Stated goal>
Carry over every line from the one containing "point: framed poster" through the last line below, adding 120 to each coordinate in the answers and leaving all other numbers unchanged.

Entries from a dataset
^^^^
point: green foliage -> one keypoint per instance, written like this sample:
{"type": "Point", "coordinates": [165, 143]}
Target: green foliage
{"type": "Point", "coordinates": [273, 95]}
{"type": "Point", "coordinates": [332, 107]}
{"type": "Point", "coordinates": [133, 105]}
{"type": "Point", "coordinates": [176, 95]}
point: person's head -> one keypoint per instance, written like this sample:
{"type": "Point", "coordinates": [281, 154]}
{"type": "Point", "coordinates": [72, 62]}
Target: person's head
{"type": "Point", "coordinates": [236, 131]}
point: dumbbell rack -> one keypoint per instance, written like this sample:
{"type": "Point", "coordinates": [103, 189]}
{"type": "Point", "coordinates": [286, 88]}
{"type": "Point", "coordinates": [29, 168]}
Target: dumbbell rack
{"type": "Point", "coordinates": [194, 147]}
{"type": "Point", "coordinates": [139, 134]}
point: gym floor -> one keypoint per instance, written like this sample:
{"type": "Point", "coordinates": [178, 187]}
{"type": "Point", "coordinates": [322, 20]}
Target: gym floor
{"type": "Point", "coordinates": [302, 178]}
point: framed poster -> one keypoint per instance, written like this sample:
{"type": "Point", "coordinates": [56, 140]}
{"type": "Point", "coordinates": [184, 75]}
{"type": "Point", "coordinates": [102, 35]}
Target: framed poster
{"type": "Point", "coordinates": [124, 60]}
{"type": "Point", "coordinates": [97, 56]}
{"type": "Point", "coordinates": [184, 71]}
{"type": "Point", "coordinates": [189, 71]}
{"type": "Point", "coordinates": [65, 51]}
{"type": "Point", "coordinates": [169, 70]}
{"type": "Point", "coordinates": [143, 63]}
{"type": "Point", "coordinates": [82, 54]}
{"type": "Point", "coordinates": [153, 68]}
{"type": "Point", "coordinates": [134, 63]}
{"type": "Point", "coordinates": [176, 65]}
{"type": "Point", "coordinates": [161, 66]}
^^^^
Right answer>
point: framed poster -> one keypoint per instance, written like this sample:
{"type": "Point", "coordinates": [56, 140]}
{"type": "Point", "coordinates": [184, 75]}
{"type": "Point", "coordinates": [102, 35]}
Target: framed poster
{"type": "Point", "coordinates": [244, 180]}
{"type": "Point", "coordinates": [217, 176]}
{"type": "Point", "coordinates": [304, 191]}
{"type": "Point", "coordinates": [309, 191]}
{"type": "Point", "coordinates": [185, 171]}
{"type": "Point", "coordinates": [289, 190]}
{"type": "Point", "coordinates": [263, 183]}
{"type": "Point", "coordinates": [202, 174]}
{"type": "Point", "coordinates": [273, 188]}
{"type": "Point", "coordinates": [254, 183]}
{"type": "Point", "coordinates": [296, 185]}
{"type": "Point", "coordinates": [281, 186]}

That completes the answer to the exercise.